* **QUESTIONS DE LECTURE**:
A – Dans l'extrait sur les OGM, citez tous les pays dont des citoyennes et citoyens se sont joints à ceux du Burkina Faso lors de la première édition.
B – Recopiez le passage de l'extrait sur les OGM qui s'ouvre sur les mots contenant « Est-ce un hasard » et se clôt sur « alimentaire à Entebbe ? ».

* **EXTRAIT DE PAGE**:
##############################
ActionAid Uganda a aussi publié une rétractation du style : « nous avons été pris le doigt dans le pot de confiture mais, entre-temps, nous l'avons bien léché. »

 

Nous avions dénoncé ces agissements ici, en donnant la parole à M. Isaac Ongu.

 

 

Qui a payé ? : " A cette première édition, sur l’initiative du Collectif Citoyen pour l’Agro écologie, des citoyennes et citoyens du Bénin ( JINUKUN, la Coalition Veille OGM ), du Togo, du Niger, de la Côte d’Ivoire, du Sénégal, de la Guinée Conakry et du Mali, dans un élan de solidarité , se sont joints à leurs frères & sœurs du Burkina Faso, la cause étant commune : débarrasser l’agriculture et la biodiversité africaines des OGM et des pesticides. Le Burkina Faso parce que c’était le seul pays de l’Afrique de l’Ouest à se lancer dans le plus grand secret depuis 2001 dans la production du coton transgénique."

 

 

Le dernier « coup »

 

La Parlement a donc – enfin – adopté la Loi sur la Biosécurité. Mais, par un incroyable retournement de situation, le Président Yoweri Museveni – qui fut favorable à l'adoption de la loi et à l'adoption des plantes génétiquement modifiées (rappelons que c'est la seule solution réaliste face à des ravageurs dans le cas, par exemple, du bananier et du manioc) – a refusé, le 21 décembre 2017, de signer la loi et l'a renvoyée au Parlement avec une longue liste de demandes de réexamen.

 

Cette liste, à l'évidence, est un catalogue des objections de la mouvance anti-OGM, dont on se demande comment elle a pu influencer – à ce point – le président.

 

(Source)

 

 

Une réunion fort opportune à Entebbe

 

Est-ce un hasard que l'Alliance pour la Souveraineté Alimentaire en Afrique (AFSA) a organisé du 13 au 15 décembre 2017 une réunion avec des représentants de 10 États pour promouvoir la souveraineté alimentaire à Entebbe ?
##############################
* **DONNÉES EXTRAITES**:
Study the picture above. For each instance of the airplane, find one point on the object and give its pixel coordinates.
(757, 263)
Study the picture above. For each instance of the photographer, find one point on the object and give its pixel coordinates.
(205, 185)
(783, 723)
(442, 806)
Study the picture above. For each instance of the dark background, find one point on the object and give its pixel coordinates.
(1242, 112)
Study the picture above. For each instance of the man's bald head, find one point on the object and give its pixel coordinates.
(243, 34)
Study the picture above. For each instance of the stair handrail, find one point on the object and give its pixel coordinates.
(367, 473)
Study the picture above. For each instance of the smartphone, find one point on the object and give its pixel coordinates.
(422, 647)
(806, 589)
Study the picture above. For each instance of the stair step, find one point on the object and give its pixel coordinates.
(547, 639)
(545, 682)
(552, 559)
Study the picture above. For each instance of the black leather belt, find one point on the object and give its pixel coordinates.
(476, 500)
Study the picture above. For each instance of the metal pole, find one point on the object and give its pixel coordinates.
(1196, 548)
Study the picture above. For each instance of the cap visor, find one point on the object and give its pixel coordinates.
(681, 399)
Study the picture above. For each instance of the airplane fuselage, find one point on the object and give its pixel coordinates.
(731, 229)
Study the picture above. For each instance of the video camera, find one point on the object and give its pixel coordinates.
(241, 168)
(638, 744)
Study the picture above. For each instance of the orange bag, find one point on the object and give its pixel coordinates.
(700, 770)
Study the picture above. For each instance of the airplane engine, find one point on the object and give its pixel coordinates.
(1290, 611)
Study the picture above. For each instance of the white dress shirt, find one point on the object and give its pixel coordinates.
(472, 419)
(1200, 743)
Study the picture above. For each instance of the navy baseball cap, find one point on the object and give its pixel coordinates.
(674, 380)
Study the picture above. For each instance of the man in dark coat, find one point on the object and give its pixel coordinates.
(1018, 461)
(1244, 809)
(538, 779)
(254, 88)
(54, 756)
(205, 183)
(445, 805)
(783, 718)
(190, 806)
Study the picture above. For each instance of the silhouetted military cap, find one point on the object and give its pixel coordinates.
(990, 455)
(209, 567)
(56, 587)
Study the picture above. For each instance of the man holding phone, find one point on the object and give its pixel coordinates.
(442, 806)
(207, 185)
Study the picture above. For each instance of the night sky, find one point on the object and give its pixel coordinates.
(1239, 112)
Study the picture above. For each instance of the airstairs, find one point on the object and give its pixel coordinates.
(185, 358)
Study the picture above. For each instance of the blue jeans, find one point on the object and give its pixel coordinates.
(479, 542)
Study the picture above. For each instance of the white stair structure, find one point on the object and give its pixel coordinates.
##############################
* **RÉSULTATS DE L'EXERCICE**:
A – Bénin, Togo, Niger, Côte d'Ivoire, Sénégal, Guinée Conakry, Mali

B –
Est-ce un hasard que l'Alliance pour la Souveraineté Alimentaire en Afrique (AFSA) a organisé du 13 au 15 décembre 2017 une réunion avec des représentants de 10 États pour promouvoir la souveraineté alimentaire à Entebbe ?